• **Objectif**:
Rédigez la suite du texte biographique sur Louise Michel en reprenant juste après sa dernière phrase.

• **Source**:

::::

Comme elle l’avait promis aux bourreaux de la Commune à son procès, elle ne cesse de crier vengeance contre le régime bourgeois qui condamne le peuple à la misère alors qu’il se réclame de la République.
La fin de la vie de Louise Michel se partage entre l’écriture de poèmes et de ses Mémoires, instruction dans des écoles libertaires, organisation de manifestations et d’actions pour les sans-travail et les sans-pain, conférences et meetings.
Dès 1883, pour avoir organisé une manifestation aux Invalides où quelques affamés vont se nourrir dans des boulangeries sans pouvoir payer, la militante est à nouveau emprisonnée. Toujours, elle reste fidèle à sa morale : pas de traitement de faveur. Amnistie générale ou rien. Elle n’accepte la libération provisoire obtenue par son amie Clémenceau que pour une seule raison : aller rendre visite à sa mère mourante.
Figure de l’anarchisme, elle refuse en même temps de se laisser enfermer dans une seule dynamique de lutte. Elle prend la parole pour défendre des mineurs aux côtés des socialistes « rouges » marxistes, Jules Guesde et Paul Lafargue. Elle reste également proche de ses amis socialistes désormais qualifiés de réformistes : Rochefort, rencontré au bagne et bien sûr l’immanquable Clémenceau. Tant que c’est pour défendre une cause qui lui semble juste, c’est à dire les faibles contre les forts, les démunis contre les privilégiés, les colonisés contre les impérialistes, Louise Michel s’engage de toute son énergie.
Louise Michel meurt le 9 janvier 1905, à l’âge de 75 ans, d’une pneumonie contractée au milieu d’une tournée de conférences. Son enterrement est une immense cérémonie populaire. Pour un temps, les différents courants socialistes qui se déchirent sur le monde idéal et la manière d’y parvenir enterrent leurs différences et commémorent ensemble la vie d’une femme qui savait si bien dépasser les querelles entre révolutionnaires pour concentrer toutes les forces vers un seul objectif : dresser et défendre la barricade entre les oppresseurs et les opprimés.

::::

• **Extraits de données**:
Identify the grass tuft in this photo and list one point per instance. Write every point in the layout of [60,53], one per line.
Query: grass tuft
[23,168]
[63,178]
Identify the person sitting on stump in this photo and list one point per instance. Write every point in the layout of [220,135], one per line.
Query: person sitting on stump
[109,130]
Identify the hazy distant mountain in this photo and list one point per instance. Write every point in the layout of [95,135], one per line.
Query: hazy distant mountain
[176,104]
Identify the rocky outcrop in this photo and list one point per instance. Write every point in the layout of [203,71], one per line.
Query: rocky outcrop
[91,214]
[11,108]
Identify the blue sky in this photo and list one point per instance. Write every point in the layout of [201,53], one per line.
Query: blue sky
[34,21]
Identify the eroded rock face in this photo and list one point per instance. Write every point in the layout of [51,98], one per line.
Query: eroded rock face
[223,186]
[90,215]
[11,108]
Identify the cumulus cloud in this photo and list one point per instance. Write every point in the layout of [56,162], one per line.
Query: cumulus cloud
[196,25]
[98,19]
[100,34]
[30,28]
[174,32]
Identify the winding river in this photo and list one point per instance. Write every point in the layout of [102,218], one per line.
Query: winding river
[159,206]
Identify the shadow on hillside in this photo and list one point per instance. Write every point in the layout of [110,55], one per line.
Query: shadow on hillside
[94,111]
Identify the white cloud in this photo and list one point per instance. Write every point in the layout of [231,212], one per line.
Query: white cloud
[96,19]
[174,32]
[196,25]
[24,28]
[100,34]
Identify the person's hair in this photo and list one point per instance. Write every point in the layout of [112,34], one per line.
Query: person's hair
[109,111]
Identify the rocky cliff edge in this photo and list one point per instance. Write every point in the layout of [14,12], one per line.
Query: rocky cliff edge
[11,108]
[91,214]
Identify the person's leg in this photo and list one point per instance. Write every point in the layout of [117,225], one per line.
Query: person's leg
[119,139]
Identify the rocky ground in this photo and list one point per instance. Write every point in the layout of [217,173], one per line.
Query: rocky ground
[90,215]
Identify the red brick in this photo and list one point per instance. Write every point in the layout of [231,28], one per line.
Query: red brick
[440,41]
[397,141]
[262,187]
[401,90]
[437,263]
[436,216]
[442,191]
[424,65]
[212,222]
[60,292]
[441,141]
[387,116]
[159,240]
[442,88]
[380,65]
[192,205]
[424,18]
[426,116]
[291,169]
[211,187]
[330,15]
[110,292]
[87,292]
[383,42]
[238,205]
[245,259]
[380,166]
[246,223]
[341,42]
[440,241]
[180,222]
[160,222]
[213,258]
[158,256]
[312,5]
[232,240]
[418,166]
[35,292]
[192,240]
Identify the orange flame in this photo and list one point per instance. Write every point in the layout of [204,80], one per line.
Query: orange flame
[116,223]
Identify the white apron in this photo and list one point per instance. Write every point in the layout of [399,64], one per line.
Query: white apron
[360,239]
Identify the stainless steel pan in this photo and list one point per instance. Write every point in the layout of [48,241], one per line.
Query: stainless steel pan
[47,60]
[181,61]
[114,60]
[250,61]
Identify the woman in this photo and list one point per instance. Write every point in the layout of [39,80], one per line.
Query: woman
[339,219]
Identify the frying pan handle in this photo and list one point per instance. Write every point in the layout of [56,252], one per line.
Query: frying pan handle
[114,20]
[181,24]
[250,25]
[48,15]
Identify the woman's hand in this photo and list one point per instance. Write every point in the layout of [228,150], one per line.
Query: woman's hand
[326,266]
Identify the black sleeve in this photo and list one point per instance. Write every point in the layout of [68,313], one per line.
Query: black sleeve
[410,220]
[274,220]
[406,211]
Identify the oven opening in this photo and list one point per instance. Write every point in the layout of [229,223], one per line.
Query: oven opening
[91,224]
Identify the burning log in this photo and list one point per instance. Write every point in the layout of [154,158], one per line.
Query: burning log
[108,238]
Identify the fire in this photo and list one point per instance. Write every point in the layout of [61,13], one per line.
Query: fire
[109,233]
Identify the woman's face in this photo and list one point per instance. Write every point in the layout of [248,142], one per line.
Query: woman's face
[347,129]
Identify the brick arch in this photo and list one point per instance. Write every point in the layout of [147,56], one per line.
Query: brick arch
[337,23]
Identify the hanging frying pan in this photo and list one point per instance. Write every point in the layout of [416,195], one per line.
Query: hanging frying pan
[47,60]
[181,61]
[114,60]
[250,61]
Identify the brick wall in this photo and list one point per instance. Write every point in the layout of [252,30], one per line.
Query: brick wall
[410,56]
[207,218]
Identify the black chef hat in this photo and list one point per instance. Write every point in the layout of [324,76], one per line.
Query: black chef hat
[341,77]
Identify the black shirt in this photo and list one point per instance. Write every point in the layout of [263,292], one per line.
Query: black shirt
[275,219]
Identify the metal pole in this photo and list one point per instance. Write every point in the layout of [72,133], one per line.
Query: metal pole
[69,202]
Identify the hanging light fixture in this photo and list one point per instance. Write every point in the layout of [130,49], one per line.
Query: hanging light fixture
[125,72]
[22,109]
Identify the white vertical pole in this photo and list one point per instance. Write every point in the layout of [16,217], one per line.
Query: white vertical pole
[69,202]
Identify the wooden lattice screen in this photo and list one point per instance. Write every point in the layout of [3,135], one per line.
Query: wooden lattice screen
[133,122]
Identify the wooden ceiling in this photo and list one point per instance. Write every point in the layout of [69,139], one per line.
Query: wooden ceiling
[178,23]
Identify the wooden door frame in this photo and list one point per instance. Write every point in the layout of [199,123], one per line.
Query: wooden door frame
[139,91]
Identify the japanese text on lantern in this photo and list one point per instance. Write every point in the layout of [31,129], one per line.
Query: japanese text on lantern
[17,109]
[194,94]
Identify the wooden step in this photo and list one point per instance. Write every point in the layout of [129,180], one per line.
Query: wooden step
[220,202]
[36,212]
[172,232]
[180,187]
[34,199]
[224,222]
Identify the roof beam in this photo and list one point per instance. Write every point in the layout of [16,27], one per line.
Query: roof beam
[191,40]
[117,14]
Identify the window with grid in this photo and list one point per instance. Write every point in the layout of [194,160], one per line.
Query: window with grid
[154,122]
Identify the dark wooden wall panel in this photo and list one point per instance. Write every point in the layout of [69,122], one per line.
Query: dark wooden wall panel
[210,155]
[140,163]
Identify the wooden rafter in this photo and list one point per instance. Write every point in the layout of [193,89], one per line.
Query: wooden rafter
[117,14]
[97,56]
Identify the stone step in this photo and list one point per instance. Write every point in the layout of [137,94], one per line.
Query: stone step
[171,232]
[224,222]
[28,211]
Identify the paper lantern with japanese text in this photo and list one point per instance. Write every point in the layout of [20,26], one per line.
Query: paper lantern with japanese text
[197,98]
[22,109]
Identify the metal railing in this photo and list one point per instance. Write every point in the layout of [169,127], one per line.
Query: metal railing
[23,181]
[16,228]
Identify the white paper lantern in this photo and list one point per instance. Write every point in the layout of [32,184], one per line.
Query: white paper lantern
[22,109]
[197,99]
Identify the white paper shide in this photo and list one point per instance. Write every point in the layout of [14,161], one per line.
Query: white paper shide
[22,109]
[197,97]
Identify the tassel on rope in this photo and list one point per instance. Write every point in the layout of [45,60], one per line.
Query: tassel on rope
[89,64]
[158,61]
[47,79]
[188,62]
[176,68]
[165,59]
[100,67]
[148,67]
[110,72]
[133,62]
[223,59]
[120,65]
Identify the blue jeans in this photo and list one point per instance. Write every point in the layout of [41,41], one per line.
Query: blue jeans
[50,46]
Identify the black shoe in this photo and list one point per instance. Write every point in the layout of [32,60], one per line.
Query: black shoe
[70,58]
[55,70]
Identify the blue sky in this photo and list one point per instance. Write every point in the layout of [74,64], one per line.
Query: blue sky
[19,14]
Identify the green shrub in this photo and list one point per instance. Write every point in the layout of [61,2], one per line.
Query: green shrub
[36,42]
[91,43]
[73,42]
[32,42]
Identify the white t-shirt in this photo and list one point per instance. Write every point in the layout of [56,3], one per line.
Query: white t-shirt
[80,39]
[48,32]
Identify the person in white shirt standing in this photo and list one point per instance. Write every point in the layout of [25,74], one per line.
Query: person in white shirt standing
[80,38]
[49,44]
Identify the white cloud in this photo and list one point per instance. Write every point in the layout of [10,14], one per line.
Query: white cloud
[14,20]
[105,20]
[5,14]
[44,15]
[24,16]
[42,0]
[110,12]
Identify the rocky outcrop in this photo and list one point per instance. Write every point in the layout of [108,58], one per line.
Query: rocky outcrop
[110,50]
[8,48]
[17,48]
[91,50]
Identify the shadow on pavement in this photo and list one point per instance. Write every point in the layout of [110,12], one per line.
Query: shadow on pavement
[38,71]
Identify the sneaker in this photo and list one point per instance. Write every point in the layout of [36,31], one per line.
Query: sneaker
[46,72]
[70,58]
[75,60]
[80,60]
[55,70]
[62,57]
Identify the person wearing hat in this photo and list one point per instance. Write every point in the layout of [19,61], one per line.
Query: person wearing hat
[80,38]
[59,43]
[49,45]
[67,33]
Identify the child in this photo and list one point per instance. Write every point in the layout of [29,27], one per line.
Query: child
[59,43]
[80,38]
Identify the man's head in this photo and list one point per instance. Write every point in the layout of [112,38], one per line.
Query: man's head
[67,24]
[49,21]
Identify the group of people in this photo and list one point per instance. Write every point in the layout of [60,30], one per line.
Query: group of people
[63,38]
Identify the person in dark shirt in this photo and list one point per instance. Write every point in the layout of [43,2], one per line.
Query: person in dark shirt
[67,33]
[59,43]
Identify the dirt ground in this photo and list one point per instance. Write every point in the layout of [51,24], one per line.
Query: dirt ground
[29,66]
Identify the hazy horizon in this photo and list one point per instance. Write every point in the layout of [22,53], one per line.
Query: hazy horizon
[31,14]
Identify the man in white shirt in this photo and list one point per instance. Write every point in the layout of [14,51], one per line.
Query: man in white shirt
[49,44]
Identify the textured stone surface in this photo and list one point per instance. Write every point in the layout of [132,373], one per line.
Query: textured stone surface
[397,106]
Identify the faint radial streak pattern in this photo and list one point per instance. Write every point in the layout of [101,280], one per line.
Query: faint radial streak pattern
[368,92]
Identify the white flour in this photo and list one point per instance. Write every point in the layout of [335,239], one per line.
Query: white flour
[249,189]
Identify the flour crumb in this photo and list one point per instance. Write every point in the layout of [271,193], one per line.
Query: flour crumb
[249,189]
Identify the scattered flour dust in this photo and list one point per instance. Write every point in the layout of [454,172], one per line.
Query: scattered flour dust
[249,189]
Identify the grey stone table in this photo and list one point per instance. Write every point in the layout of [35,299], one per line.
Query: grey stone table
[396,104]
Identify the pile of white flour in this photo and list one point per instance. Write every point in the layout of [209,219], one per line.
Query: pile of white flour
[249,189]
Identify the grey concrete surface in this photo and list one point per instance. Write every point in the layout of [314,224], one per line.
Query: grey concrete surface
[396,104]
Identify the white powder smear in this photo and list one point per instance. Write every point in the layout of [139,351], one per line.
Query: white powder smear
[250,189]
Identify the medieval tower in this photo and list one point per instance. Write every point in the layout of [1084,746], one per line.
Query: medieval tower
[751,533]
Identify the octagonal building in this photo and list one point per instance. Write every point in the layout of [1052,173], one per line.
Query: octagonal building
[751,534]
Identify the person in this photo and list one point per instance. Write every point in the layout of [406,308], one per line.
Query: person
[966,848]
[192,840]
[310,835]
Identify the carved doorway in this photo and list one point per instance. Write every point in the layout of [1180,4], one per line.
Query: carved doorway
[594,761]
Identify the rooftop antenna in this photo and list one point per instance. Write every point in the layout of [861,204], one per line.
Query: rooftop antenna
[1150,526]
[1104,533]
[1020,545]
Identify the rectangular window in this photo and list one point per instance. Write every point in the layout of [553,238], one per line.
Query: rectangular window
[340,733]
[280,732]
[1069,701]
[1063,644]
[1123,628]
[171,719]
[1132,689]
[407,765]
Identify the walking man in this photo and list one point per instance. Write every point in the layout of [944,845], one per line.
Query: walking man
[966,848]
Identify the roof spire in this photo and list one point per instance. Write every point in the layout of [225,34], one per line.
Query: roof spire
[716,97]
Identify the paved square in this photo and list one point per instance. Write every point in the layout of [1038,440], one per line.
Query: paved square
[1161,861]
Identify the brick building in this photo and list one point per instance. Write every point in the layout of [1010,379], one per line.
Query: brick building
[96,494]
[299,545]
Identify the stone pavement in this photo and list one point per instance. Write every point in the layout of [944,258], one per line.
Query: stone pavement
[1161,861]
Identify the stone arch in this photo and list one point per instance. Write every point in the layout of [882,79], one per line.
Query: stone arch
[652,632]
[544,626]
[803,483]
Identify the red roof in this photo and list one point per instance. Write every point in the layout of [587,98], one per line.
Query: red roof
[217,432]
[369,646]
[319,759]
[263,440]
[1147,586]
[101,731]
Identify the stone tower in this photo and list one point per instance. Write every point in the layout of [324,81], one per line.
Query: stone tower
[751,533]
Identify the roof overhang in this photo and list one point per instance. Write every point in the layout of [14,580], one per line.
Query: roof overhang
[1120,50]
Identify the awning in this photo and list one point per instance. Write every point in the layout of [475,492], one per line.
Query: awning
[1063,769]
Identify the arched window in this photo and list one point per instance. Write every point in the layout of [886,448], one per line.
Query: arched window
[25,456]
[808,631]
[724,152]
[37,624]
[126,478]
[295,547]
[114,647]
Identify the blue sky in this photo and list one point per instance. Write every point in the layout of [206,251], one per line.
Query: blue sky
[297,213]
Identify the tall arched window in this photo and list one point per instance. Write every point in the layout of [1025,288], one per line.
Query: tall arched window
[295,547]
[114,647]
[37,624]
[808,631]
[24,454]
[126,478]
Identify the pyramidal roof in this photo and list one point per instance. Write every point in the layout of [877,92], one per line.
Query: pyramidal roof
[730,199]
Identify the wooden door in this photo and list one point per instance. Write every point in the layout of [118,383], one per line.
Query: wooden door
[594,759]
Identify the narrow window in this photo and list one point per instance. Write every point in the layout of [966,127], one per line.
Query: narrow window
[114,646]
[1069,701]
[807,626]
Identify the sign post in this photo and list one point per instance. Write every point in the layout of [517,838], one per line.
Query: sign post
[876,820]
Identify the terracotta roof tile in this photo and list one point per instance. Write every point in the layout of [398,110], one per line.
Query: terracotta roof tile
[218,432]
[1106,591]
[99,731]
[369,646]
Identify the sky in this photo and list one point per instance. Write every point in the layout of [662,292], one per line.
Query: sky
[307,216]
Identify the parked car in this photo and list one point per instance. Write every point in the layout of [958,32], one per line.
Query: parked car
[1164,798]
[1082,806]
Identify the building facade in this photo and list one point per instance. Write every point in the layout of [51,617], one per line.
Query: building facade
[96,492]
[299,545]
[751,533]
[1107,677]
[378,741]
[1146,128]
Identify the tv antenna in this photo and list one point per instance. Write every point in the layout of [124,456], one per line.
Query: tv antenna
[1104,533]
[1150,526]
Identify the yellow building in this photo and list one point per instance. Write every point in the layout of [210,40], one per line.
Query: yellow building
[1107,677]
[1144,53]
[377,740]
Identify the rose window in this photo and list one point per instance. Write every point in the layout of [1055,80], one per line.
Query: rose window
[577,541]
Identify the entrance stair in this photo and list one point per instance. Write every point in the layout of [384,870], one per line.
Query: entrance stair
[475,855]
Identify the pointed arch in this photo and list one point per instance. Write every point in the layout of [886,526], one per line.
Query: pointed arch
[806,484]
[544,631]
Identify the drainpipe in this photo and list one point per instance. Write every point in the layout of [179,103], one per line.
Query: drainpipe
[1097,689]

::::

• **Réponse**:
La première réponse, nous l’avons vu, c’est sa vie, sa fidélité totale à ses valeurs et son courage à toute épreuve pour les défendre.
Comme toutes les figures puissantes, la bourgeoisie réactionnaire a tenté d’écraser le symbole Louise Michel. Avec toujours les mêmes deux procédés.
D’un côté, salir. Ce fut déjà le cas dès son engagement pour la commune. Il fallait la montrer comme un monstre, une voleuse, une meurtrière, une terroriste pour empêcher que les idéaux d’égalité, de dignité pour toutes et tous qu’elle défendait, ne se diffusent.
De l’autre, récupérer. Instiller l’idée qu’elle était une femme généreuse, qui avait bon cœur, presque douce. Et que c’est pour cela qu’elle doit être commémorée. A titre d’exemple, on a vu apparaître un prix Louise Michel décerné par le Centre d’études politiques et de sociétés de Paris. Le prix récompense une personnalité pour « les vertus de dialogue, de démocratie, de développement et de paix ». Bon déjà, ça pue la novlangue néolibérale à des kilomètres cette affaire. Mais alors quand il est décerné à Ben Ali, Moubarak et Bouteflika… C’est carrément s’essuyer les pieds plein d’excréments sur sa tombe.
Oui, Louise Michel savait sans nul doute être douce. Avec ses proches, avec ses compagnons blessés dans les combats de la Commune, avec les enfants des ouvriers.
Mais si vous aviez demandé aux soldats Versaillais lancé à l’assaut du fort d’Issy-Les-Moulineaux près duquel elle défendit une tranchée seule avec un soldat zouave pendant une nuit entière si elle était douce, je pense que les rares survivants auraient eu une réponse quelque peu mitigée.
Si le camp de la réaction, de l’oppression n’a jamais réussi à éteindre la flamme Louise Michel, c’est grâce aux nombreux textes qu’elle a écrits tout au long de sa vie. Ses Mémoires, entièrement en libre accès sur Wikipédia, sont une pièce unique pour comprendre et analyser cette période charnière de la fin du XIXème siècle en France et même une partie du monde. Non du point de vue des vainqueurs comme c’est trop souvent le cas, mais du côté de celle qui ne s’avoue jamais vaincue.
Enfin, sa postérité lumineuse, l’infatigable révolutionnaire la doit aussi à celles et ceux qui luttent, qui n’ont cessé de la protéger par delà la mort : les partis communistes, les mouvements féministes et le mouvement queer aux Etats-Unis, et bien sûr en France, la gauche radicale de Jean-Luc Mélenchon à Olivier Besancenot.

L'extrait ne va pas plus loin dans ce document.